## START Provided information

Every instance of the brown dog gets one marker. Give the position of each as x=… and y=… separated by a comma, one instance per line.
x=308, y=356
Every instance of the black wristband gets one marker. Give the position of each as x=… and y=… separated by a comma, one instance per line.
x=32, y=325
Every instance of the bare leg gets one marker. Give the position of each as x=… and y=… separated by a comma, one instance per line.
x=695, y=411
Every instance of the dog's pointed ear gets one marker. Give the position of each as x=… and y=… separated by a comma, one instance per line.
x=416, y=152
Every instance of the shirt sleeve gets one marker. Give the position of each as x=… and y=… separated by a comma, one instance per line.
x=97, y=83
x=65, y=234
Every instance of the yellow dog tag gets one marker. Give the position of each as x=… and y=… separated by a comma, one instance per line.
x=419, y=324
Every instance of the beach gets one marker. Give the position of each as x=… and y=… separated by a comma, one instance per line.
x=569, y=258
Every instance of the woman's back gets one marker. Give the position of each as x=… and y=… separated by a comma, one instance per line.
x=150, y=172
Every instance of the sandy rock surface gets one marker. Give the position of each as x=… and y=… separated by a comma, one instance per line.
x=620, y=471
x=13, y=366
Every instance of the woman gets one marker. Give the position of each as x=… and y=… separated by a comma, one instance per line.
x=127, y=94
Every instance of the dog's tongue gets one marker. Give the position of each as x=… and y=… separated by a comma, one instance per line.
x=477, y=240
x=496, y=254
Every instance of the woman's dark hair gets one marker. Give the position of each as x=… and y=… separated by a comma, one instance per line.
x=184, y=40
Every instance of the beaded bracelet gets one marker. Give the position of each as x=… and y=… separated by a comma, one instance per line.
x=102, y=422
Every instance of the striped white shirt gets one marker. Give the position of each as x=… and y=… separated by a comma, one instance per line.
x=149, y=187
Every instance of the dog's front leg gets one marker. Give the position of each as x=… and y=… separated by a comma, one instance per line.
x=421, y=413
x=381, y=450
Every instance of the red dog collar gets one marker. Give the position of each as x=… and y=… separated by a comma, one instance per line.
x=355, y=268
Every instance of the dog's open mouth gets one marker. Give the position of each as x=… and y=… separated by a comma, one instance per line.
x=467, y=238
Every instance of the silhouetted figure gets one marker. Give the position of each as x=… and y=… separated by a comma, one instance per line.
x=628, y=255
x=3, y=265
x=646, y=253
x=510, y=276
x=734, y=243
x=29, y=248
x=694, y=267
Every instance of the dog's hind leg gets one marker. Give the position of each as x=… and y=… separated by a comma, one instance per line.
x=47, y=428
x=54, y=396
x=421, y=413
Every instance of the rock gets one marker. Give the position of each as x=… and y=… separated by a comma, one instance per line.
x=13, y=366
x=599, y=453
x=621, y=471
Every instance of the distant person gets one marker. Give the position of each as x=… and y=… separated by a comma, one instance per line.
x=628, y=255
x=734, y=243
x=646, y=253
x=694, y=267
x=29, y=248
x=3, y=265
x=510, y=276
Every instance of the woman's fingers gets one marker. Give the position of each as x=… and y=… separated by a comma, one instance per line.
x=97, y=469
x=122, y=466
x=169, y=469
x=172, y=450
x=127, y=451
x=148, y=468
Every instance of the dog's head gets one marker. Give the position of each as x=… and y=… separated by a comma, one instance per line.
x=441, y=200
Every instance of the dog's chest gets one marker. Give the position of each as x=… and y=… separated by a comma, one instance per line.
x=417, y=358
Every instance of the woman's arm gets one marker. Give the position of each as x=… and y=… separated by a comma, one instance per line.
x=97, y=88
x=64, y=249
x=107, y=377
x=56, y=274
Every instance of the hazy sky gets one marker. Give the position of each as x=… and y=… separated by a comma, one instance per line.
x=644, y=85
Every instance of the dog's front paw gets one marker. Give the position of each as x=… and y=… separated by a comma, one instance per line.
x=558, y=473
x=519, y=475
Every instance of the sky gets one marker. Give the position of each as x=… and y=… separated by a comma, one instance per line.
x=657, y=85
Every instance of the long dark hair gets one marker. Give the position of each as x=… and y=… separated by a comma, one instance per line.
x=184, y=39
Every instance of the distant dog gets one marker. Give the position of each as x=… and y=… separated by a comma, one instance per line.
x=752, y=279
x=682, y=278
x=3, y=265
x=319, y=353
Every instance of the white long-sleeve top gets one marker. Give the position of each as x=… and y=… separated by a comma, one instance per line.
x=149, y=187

## END Provided information
## START Provided information

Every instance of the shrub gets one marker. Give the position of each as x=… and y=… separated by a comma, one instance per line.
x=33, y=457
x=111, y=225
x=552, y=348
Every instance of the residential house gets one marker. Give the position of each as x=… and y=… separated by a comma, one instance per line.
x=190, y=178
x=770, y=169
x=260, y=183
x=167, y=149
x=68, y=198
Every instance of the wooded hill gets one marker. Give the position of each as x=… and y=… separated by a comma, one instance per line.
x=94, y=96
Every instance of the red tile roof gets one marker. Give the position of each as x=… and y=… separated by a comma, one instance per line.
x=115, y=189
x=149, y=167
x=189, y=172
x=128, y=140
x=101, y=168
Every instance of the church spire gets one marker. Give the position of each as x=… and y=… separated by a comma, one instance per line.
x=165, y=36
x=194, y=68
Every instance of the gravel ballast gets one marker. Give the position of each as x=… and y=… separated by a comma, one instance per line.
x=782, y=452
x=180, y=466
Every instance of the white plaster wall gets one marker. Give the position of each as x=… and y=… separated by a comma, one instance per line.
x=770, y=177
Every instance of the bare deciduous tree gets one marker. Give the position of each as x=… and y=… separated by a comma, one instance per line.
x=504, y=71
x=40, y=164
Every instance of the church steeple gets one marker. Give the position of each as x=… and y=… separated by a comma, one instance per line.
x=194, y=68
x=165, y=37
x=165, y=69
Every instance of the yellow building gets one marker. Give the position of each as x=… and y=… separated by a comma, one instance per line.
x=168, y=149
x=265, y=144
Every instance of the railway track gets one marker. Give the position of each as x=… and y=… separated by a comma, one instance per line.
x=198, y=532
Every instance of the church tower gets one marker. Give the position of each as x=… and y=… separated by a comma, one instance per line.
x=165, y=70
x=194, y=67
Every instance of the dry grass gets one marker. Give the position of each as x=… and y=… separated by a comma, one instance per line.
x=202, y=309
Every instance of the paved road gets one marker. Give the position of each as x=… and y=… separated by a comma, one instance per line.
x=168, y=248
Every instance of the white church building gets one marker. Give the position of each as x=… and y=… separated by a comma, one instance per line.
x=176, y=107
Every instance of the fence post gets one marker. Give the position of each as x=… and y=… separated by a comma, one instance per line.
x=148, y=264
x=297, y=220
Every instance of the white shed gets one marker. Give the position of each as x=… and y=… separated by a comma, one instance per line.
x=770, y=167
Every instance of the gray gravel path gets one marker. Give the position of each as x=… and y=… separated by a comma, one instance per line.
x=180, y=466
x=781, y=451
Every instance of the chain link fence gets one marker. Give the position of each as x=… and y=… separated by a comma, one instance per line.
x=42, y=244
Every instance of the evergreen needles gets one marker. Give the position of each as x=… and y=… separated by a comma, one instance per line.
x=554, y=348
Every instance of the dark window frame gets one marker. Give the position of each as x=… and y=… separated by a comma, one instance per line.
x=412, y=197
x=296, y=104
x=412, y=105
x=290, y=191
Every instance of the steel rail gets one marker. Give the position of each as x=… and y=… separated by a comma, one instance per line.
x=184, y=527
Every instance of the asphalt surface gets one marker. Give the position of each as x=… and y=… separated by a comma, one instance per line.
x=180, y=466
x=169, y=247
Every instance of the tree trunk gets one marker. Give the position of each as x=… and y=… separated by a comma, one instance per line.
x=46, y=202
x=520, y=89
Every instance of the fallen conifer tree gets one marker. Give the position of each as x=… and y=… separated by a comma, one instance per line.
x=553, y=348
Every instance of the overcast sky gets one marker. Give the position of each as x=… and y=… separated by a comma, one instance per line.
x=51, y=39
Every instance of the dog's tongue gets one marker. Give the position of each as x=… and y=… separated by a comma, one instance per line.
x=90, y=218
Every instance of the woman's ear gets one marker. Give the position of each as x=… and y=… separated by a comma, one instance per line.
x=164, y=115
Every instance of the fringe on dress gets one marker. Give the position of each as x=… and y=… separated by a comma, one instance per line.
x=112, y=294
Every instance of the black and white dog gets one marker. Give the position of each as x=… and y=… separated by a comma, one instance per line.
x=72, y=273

## END Provided information

# Objective
How many of the lines above contain the string "sleeve"? Reply with the count alone.

# Answer below
2